Material for this exercise
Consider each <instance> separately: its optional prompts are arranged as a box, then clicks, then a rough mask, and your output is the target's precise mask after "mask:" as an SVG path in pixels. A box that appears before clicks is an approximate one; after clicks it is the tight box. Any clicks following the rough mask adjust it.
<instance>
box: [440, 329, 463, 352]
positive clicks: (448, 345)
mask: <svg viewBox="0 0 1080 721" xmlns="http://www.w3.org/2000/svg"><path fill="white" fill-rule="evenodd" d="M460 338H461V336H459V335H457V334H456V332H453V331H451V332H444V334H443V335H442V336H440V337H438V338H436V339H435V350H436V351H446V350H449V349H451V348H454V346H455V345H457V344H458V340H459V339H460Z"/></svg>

--

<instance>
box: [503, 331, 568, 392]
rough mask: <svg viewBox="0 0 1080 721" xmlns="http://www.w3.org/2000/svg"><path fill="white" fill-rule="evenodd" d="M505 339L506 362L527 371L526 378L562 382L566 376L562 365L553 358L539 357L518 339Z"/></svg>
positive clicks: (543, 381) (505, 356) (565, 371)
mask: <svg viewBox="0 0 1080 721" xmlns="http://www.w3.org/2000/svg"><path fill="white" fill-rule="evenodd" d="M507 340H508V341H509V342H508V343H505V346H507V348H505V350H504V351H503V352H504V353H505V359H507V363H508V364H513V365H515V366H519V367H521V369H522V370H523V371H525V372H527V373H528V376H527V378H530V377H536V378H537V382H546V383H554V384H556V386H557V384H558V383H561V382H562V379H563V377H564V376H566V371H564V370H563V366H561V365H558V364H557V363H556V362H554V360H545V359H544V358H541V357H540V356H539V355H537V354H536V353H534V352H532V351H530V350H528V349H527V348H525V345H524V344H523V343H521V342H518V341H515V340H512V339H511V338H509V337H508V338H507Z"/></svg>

Aim of the exercise
Find every line in the records that has the word "rough". Copy those lines.

Response for this exercise
Consider each <instance> separately: its optional prompts are arranged as a box, then clicks, then a rough mask, and your output is the target's precise mask after "mask:" as an SVG path in pixels. A box that appears before clicks is an approximate one; after clicks it is the tight box. Any clicks following the rough mask adjust it.
rough mask: <svg viewBox="0 0 1080 721" xmlns="http://www.w3.org/2000/svg"><path fill="white" fill-rule="evenodd" d="M505 339L506 362L527 371L526 378L562 382L566 376L562 365L553 358L539 357L518 339Z"/></svg>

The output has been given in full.